TO BE DONE
Write out the part of the blog post on running Chrome under RHEL 5 starting at "Make a new object" and ending at "source files again.".

SELECTED PASSAGE
---

Life of a Computer Scientist: September 2009

Tuesday, September 22, 2009

Google Chrome (Chromium) for RHEL (CentOS) 5

For a long time, I've kept a Windows machine for Remote Desktop access that I use just so that I can use Google Chrome. The reason is that editing Google Sites pages, for example, drags Firefox 3.5 and Opera 10 to a slow crawl. And Firefox 3.5 on Linux (since beta2) crashes my X11 server because the video driver (xorg-intel) is old and buggy. But I've long wished to abandon Windows altogether. I share the Windows machine with another graduate student, and the Windows Server 2003 license for that computer restricts two remote desktop connections. This is surely absurd for me as a Linux user because I've along accustomed to unlimited number of connections (subject only to resource availability as opposed to artificial license restriction). Granted, I could have used VNC, but it's not as responsive.

It is currently not my best interest to figure out how to compile Chrome from scratch (they appear to be using some gclient custom build tools). However, the precompiled binary snapshots require more recent versions of FreeType, Gtk+, and NSS (network security service, as part of Mozilla) than that available on BU Linux (which is a RHEL/CentOS 5 derivative).

Compiling Gtk+ is a nightmare because of the sheer number of dependencies. Here I'm listing the packages I need. The listing format is "target: dependencies"

gtk+: atk glib cairo pango jasper fontconfig
pango: cairo freetype glib
cairo: libpng freetype pixman fontconfig
fontconfig: freetype
atk: glib
glib:
libpng:
freetype:
pixman:
jasper:

The order listed above is in reverse topological order. I just put them in a Makefile and let make figure out the order for me. Fortunately, these packages are standard GNU autoconf/automake based. You will have to set export variables as follows:

PREFIX := ... # you pick a convenient location
export CFLAGS := ... # you pick the compilation options, e.g. -march=i686 -O3
export CPPFLAGS := -I$(PREFIX)/include
export LDFLAGS := -L$(PREFIX)/lib
export PKG_CONFIG_LIBDIR := $(PREFIX)/lib/pkgconfig
export PATH := $(PREFIX)/bin:$(PATH)
export LD_LIBRARY_PATH := $(PREFIX)/lib

You will have to run configure with --prefix=$(PREFIX), and then run make and make install inside your Makefile.

I also wrote a script to essentially do the following. This will be left as an exercise to the reader.

Given a target name like gtk+, locate the source package tar.gz and unpack it.
Make a new object files directory and run the configure script there as the current working directory. If the build fails, you can just remove the object directory to get a clean slate, instead of needing to unpack the source files again.
Do the traditional make and make install.
Touch the target as a file, so make doesn't have to repeat building and installing a target if it already succeeded.

Each rule in the Makefile would look like this:

# Assuming the build script is called build.sh in the current directory.
BUILD := ./build.sh

gtk+: export LDFLAGS := -lm  # for jasper
gtk+: atk glib cairo pango jasper fontconfig
$(BUILD) $@

On the other hand, NSS has its own build instruction, so I did it manually. The resulting nss shared objects must be symlinked in a particular way:

Add ".1d" suffix: libnss3, libnssutil3, libsmime3, libssl3.
Add ".0d" suffix: libplds4, libplc4, libnspr4.

---

Image region labeling entries:
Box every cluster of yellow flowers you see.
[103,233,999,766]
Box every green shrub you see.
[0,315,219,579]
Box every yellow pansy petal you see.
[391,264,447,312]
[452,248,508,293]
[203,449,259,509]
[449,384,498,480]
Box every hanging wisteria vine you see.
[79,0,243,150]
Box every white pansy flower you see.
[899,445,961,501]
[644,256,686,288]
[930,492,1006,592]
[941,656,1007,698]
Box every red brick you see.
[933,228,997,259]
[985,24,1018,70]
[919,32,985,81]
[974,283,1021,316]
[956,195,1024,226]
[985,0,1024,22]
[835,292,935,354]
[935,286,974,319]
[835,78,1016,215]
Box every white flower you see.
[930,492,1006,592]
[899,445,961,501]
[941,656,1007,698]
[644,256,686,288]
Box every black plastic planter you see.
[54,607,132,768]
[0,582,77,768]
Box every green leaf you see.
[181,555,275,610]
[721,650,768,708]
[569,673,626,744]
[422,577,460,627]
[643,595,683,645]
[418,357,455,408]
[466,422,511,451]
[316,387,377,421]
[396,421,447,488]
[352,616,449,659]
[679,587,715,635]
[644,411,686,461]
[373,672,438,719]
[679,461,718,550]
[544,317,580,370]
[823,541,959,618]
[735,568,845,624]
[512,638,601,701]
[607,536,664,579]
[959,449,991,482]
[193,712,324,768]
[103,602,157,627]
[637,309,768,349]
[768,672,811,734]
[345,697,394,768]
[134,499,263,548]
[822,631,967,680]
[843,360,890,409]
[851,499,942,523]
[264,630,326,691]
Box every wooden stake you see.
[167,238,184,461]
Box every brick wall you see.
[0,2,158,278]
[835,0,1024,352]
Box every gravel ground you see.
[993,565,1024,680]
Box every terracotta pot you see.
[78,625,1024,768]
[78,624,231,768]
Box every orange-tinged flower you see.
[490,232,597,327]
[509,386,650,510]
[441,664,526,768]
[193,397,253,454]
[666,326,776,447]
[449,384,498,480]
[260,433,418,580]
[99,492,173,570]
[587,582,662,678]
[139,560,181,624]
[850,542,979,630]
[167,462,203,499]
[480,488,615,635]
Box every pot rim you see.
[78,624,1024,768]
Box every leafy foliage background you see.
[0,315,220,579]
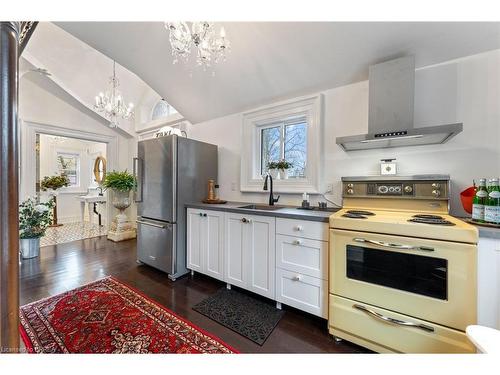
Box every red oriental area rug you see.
[20,277,237,354]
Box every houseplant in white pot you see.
[19,198,54,259]
[102,170,136,242]
[267,161,278,179]
[276,159,293,180]
[40,173,69,227]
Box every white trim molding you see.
[240,94,324,194]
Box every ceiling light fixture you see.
[165,21,230,68]
[94,61,134,128]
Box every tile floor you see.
[40,222,107,246]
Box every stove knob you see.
[378,185,389,194]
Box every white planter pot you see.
[269,169,278,180]
[19,237,40,259]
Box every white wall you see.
[188,50,500,215]
[19,77,135,226]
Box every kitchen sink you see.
[238,204,285,211]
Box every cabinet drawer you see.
[328,295,475,353]
[276,234,328,280]
[276,268,328,319]
[276,218,328,241]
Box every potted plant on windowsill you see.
[19,198,54,259]
[267,161,278,179]
[102,170,136,242]
[276,159,293,180]
[40,173,69,227]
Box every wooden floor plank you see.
[20,236,368,353]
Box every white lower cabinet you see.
[225,213,276,299]
[187,208,328,318]
[187,208,224,281]
[276,268,328,318]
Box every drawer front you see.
[328,294,475,353]
[276,268,328,319]
[276,218,328,241]
[276,234,328,280]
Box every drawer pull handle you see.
[352,304,434,332]
[136,220,166,229]
[352,238,434,251]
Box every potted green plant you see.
[276,159,293,180]
[267,161,278,178]
[102,170,136,241]
[19,198,54,259]
[40,173,69,227]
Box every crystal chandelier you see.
[165,21,230,67]
[94,61,134,128]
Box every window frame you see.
[240,94,324,194]
[55,149,82,192]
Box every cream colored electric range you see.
[328,175,478,353]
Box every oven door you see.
[330,229,477,331]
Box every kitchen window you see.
[240,95,323,193]
[257,116,307,178]
[57,152,80,187]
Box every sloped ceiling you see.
[22,22,159,136]
[57,22,500,123]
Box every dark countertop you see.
[185,202,339,223]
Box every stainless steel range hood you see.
[337,56,463,151]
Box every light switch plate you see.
[380,163,398,175]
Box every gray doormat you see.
[193,288,285,345]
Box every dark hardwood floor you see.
[20,236,368,353]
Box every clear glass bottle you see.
[472,178,488,223]
[484,178,500,224]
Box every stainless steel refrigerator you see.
[134,135,217,280]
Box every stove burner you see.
[412,214,444,220]
[408,215,455,226]
[347,210,375,216]
[342,212,367,219]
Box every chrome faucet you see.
[263,172,280,206]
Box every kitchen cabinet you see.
[276,218,328,319]
[225,212,276,299]
[187,208,225,281]
[477,236,500,329]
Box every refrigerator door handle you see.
[133,158,142,202]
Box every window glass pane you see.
[57,153,80,186]
[260,126,281,175]
[284,122,307,178]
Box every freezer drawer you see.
[137,218,176,274]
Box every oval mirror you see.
[94,156,106,185]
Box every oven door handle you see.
[352,304,434,332]
[353,238,434,251]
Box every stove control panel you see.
[342,178,449,200]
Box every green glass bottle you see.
[484,178,500,224]
[472,178,488,223]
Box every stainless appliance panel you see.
[137,136,177,222]
[137,217,177,274]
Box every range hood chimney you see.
[337,56,463,151]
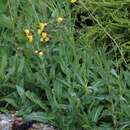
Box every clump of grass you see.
[0,0,130,130]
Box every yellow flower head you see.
[39,23,47,31]
[24,29,30,36]
[70,0,77,4]
[57,17,63,23]
[27,35,33,43]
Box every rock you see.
[0,114,55,130]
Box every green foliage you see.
[0,0,130,130]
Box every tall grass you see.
[0,0,130,130]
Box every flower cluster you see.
[70,0,77,4]
[24,29,33,43]
[24,16,64,56]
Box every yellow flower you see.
[39,23,47,31]
[24,29,30,36]
[70,0,77,4]
[27,35,33,43]
[57,17,63,23]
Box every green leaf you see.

---

WRITTEN SOLUTION
Make a new object files directory and run the configure script there as the current working directory. If the build fails, you can just remove the object directory to get a clean slate, instead of needing to unpack the source files again.